Quoted passage:
■ ■ ■ ■ ■ ■ ■
Kira Nerys
Kira Nerys | |
---|---|
Star Trek character | |
First appearance | "Emissary" (1993) (Deep Space Nine |
Last appearance | "Hear All, Trust Nothing" (2022) (Lower Decks) |
Portrayed by | Nana Visitor |
In-universe information | |
Species | Bajoran |
Affiliation | Bajoran Militia Starfleet |
Posting | Deep Space Nine USS Defiant |
Position | Commanding Officer (Season 7) First Officer (Seasons 1–7) Second Officer USS Defiant (Seasons 4–7) |
Rank | Colonel (Bajoran Militia) (Season 7) Commander (Starfleet) (Season 7) Major (Bajoran Militia) (Seasons 1–6) |
Partner | Bareil Antos, Shakaar Edon, Odo |
Kira Nerys (/ˈkɪərə nɪˈriːs/ KEER-ə nirr-EESS) is a fictional character in the American science fiction television series Star Trek: Deep Space Nine (1993–1999). She was played by actress Nana Visitor. The character is from the fictional planet Bajor, a world which has recently emerged from a brutal foreign occupation. She was a member of the resistance, and the decades-long conflict has left her tough and uncompromising, but she is sustained by her strong faith in traditional Bajoran religion. She has been assigned to Deep Space Nine, a space station jointly operated by the United Federation of Planets and the new provisional Bajoran government, where she serves as second in command as well as the ranking representative of her people.
Backstory
[edit]Per Bajoran custom, her family name, Kira, precedes her given name, Nerys. She has two brothers (Kira Reon and Kira Pohl), and her parents' names are Kira Taban (played by Thomas Kopache throughout the series) and Kira Meru (played by Leslie Hope in "Wrongs Darker than Death or Night").
The backstory of the character states that Kira Nerys was born 2343, in Dakhur province, Bajor, during the 50-year Cardassian occupation of the planet. She was raised in a labor camp. Her family were members of the artisan caste, namely sculptors of clay, or potters. At age 13, Kira was recruited into the Shakaar resistance cell, part of an underground movement which carried out guerrilla attacks against Cardassian military and civilians with the ultimate goal of ending the occupation.
Story
[edit]Kira is assigned as the senior Bajoran Militia officer aboard Deep Space Nine (DS9), acting as the station's executive officer under the Starfleet Commander Benjamin Sisko, who commands the facility. Initially, Kira is opposed to the Federation presence on DS9, feeling that the Bajoran people should have nothing to do with the Federation, as she believes that Bajor needs to be able to stand on its own two feet, after enduring a long, brutal occupation by the Cardassians. Over time, her sentiments change and she becomes one of the strongest supporters of Bajor joining the Federation, and is a steadfast ally and friend of Sisko. She is deeply religious, which makes her relationship with Sisko somewhat complicated; not only is he her commanding officer, he is also the emissary of the Prophets, the Bajorans' gods.
■ ■ ■ ■ ■ ■ ■
Stated problem 1: Translate this sentence from the Kira Nerys profile into Spanish: "She was played by actress Nana Visitor."

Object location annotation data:
■ ■ ■ ■ ■ ■ ■
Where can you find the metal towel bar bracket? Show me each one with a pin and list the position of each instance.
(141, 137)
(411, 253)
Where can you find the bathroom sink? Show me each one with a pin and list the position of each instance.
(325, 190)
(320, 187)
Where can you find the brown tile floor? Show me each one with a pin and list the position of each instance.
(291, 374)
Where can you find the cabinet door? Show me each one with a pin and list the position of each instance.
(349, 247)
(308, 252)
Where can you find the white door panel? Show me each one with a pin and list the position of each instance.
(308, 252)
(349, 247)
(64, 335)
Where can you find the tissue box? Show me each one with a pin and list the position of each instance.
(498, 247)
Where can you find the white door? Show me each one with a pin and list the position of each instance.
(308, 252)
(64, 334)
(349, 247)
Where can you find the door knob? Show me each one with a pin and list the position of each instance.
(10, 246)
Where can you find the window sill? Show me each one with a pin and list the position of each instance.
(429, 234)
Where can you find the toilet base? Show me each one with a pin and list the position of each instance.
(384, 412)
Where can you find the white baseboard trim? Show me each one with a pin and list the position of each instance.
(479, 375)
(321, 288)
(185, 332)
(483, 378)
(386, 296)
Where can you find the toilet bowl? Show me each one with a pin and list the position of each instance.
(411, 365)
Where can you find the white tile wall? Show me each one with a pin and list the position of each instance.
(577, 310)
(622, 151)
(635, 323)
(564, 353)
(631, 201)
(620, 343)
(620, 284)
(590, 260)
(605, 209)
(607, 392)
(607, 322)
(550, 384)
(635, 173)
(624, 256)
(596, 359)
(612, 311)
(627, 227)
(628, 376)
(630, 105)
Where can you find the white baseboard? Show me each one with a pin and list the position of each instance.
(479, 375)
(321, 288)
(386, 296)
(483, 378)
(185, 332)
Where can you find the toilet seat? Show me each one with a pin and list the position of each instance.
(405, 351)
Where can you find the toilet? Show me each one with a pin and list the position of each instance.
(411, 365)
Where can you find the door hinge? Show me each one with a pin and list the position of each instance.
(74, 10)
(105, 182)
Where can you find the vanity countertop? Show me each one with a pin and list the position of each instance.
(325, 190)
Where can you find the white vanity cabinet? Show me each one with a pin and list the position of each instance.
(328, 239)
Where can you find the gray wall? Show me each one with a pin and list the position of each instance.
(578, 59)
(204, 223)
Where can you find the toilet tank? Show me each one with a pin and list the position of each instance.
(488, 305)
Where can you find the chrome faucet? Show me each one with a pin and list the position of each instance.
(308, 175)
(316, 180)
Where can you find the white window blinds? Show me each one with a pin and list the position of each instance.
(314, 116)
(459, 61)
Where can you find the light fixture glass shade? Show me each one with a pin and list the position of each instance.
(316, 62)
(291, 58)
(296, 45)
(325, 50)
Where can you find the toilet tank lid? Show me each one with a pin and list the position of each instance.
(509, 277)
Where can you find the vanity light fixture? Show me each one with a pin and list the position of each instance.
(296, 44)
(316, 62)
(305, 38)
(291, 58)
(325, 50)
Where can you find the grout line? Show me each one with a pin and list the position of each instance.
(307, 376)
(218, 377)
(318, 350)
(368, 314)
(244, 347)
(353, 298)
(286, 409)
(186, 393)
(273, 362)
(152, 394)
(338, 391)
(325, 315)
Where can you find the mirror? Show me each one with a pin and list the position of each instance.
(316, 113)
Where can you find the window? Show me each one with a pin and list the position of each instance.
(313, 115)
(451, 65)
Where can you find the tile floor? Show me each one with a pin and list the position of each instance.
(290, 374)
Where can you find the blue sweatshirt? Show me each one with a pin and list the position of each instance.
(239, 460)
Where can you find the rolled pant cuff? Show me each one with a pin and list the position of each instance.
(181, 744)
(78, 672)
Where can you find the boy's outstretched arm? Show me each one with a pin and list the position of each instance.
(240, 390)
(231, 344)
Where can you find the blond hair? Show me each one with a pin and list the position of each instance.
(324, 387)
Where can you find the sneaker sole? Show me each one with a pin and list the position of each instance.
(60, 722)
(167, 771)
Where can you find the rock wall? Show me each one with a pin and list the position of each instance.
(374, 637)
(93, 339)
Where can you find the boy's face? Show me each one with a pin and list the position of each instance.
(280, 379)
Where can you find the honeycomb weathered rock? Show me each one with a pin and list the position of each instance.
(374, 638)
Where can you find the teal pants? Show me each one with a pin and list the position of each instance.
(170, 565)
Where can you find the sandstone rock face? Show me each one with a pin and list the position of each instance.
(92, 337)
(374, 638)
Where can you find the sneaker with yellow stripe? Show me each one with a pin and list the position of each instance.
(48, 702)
■ ■ ■ ■ ■ ■ ■
Stated problem 2: Count the lines of the records that contain the string "white", treating case as significant, and reply with that number alone.

Full solution 1: Fue interpretada por la actriz Nana Visitor.

Full solution 2: 7